■ **OBJECTIF ÉNONCÉ**
Recopiez à l'identique les lignes du relevé ci-dessous, en commençant par celle qui contient « Place one point on every instance of the distant treeline » et en terminant à la fin du relevé, les deux bornes comprises.

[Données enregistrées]
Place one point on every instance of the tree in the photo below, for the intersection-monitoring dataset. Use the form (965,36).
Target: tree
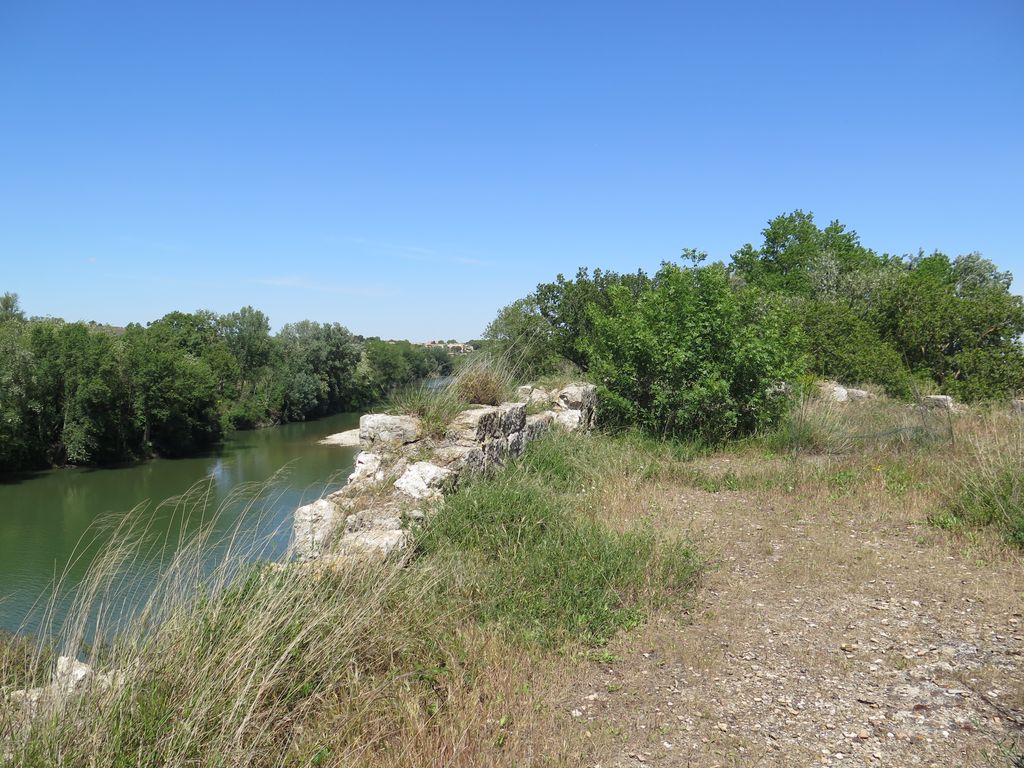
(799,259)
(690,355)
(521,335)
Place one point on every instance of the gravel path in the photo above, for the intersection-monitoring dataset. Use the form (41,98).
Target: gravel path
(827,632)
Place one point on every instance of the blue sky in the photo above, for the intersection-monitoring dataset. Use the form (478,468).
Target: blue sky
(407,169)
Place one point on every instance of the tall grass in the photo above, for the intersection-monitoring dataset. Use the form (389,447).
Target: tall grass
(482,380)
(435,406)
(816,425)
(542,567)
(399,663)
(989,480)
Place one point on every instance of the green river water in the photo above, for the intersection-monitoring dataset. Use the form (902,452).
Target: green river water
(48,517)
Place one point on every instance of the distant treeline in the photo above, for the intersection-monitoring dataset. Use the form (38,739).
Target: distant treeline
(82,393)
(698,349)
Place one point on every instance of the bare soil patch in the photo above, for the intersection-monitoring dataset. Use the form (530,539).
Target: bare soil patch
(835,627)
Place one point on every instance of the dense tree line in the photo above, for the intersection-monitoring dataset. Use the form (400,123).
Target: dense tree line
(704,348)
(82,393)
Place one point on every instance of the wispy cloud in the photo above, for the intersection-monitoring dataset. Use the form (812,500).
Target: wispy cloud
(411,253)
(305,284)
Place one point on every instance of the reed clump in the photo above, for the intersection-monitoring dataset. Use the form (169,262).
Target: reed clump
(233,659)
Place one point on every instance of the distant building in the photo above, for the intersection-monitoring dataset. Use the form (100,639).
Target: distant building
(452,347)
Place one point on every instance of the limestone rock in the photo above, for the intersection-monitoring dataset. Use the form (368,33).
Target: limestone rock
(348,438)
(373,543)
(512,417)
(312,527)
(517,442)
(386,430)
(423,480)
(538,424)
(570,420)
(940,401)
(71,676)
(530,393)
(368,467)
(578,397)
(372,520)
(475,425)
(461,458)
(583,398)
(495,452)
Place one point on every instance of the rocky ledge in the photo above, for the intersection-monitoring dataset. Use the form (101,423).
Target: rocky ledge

■ **EXERCICE RÉSOLU**
Place one point on every instance of the distant treeline in the photo above, for the intersection-monitoring dataset. Use the form (38,739).
Target: distant treeline
(82,393)
(698,349)
Place one point on every instance of the bare soil patch in the photo above, for the intersection-monitoring dataset. Use the form (530,539).
Target: bare soil patch
(835,627)
Place one point on every instance of the dense tree line in the photo above, for the intersection-monitoring dataset. Use the form (400,123).
Target: dense tree line
(704,348)
(82,393)
Place one point on every instance of the wispy cloud in the photo above, for the intersection-monitoring dataset. Use the form (812,500).
Target: wispy cloud
(411,253)
(305,284)
Place one point on every instance of the reed clump in the photo above, for the intersection-monitoring dataset. Use the form (169,262).
Target: reed clump
(233,659)
Place one point on every instance of the distant building in the photo above, for the intersection-monitoring dataset. Use the form (100,639).
Target: distant building
(452,347)
Place one point on every instance of the limestone rock in the photo above, for the intersection-monitoring dataset. Use the form (368,33).
Target: limestone rock
(348,438)
(373,543)
(512,417)
(312,527)
(517,442)
(386,430)
(423,480)
(538,424)
(570,420)
(940,401)
(71,676)
(530,393)
(368,467)
(578,397)
(372,520)
(475,425)
(461,458)
(583,398)
(495,452)
Place one point on every instance of the rocky ledge in the photo above, for the intersection-monitoring dataset. Use the form (101,423).
Target: rocky ledge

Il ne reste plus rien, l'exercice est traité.